▸ SOURCE EXTRACT:

((

Question

A triangle is formed by coordinates (0,0), (0,21) and (3,0). Find the number of integral coordinates that strictly lie inside the triangle(integral co-ordinates has both x and y as integers):
(a)19
(b)20
(c)21
(d)38

Answer 1

Hint: In this question, we have to draw the diagram so that we get a clear idea of what we have to find. Then find the line equations of the sides of the triangle and then check those coordinates that lie strictly inside the triangle.

Complete step-by-step answer:

Let us look at definitions first.

TRIANGLE: A triangle is a polygon with three edges and three vertices. It is one of the basic shapes in geometry.

STRAIGHT LINE: A straight line is the set of all those points which are collinear with the given points.

General equation of a line is \[ax+by+c=0\]

Two Points Form: The equation of a line passing through the points (x1,y1) and (x2,y2) is given by

\[\left( y-{{y}_{1}} \right)=\left( \dfrac{{{y}_{2}}-{{y}_{1}}}{{{x}_{2}}-{{x}_{1}}} \right)\left( x-{{x}_{1}} \right)...........\left( 1 \right)\]

Now , let us draw the diagram according to the given conditions (0,0), (0,21) and (3,0)

))

Records contained in a dataset:
((

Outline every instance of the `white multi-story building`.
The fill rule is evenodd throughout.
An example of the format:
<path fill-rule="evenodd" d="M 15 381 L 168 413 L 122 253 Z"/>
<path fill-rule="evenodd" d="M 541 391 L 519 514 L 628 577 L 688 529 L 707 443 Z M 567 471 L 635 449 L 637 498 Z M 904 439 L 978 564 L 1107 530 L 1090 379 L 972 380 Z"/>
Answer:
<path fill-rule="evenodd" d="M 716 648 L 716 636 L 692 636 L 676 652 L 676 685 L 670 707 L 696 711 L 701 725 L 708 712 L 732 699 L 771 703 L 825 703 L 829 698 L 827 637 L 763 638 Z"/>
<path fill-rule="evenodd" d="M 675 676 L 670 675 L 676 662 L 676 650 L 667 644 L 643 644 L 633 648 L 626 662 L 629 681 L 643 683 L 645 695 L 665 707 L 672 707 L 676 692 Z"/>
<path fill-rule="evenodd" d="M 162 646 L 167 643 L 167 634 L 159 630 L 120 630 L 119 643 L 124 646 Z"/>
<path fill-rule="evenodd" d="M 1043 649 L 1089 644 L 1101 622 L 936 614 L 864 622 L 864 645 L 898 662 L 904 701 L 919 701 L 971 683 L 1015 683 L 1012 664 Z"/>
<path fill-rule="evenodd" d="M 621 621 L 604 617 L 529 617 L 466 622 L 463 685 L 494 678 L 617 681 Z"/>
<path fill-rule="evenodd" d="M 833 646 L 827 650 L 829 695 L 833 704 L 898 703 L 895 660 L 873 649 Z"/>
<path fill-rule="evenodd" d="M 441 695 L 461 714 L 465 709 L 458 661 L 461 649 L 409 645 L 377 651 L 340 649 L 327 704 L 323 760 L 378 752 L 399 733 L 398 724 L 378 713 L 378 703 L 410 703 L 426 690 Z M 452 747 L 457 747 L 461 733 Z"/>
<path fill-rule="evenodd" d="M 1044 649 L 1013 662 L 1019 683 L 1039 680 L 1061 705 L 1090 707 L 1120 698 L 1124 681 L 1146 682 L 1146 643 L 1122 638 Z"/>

))

▸ GIVEN INSTRUCTION A:
According to the triangle solution's hint, what should be found after drawing the diagram?
▸ GIVEN INSTRUCTION B:
Rewrite the triangle solution starting at "STRAIGHT LINE: A" and ending after "conditions (0,0), (0,21) and (3,0)", with "collinear" changed to "aligned".
▸ GIVEN INSTRUCTION C:
Pick up the triangle solution after its final sentence and keep writing.

▸ ANSWER A:
The line equations of the sides of the triangle.

▸ ANSWER B:
STRAIGHT LINE: A straight line is the set of all those points which are aligned with the given points.

General equation of a line is \[ax+by+c=0\]

Two Points Form: The equation of a line passing through the points (x1,y1) and (x2,y2) is given by

\[\left( y-{{y}_{1}} \right)=\left( \dfrac{{{y}_{2}}-{{y}_{1}}}{{{x}_{2}}-{{x}_{1}}} \right)\left( x-{{x}_{1}} \right)...........\left( 1 \right)\]

Now , let us draw the diagram according to the given conditions (0,0), (0,21) and (3,0)

▸ ANSWER C:
The equation of the straight line passing through (0,21) and (3,0) is:

By substituting the respective values in the above equation of straight line (1) we get,

\[\left( y-{{y}_{1}} \right)=\left( \dfrac{{{y}_{2}}-{{y}_{1}}}{{{x}_{2}}-{{x}_{1}}} \right)\left(
x-{{x}_{1}} \right)\]

\[\Rightarrow \left( y-21 \right)=\left( \dfrac{0-21}{3-0} \right)\left( x-0 \right)\]
\[\Rightarrow \left( y-21 \right)=\left( \dfrac{-21}{3} \right)x\]

On further simplification we get,

\[\Rightarrow \left( y-21 \right)=-7x\]

Now, take all the terms to the left hand side.

\[\therefore 7x+y=21\]

We already know that we require the points which lie strictly inside the triangle.

Let us assume the coordinate of the required point be (x, y).

By observing the diagram we can say that the point that should be inside the triangle will be on the same side of the origin with respect to the equation of the line we got.

A point (x, y) will lie on the side of the origin relative to a line \[a{{x}_{1}}+b{{y}_{1}}+c=0\], if \[ax+by+c=0\] and \[c\] have the same sign.

We have the equation of line as \[7x+y-21=0\].

Here, \[c=-21\] which is less than 0. So,

\[7x+y-21<0\]

\[7x+y<21\]

Now, the possible values of x and y that satisfy the above inequality are:

(1,1), (1,2), (1,3), (1,4), (1,5), (1,6), (1,7), (1,8), (1,9), (1,10), (1,11), (1,12), (1,13) .

These are the integral points that lie strictly inside the triangle.

Hence, there are 13 integral coordinates that lie strictly inside the given triangle.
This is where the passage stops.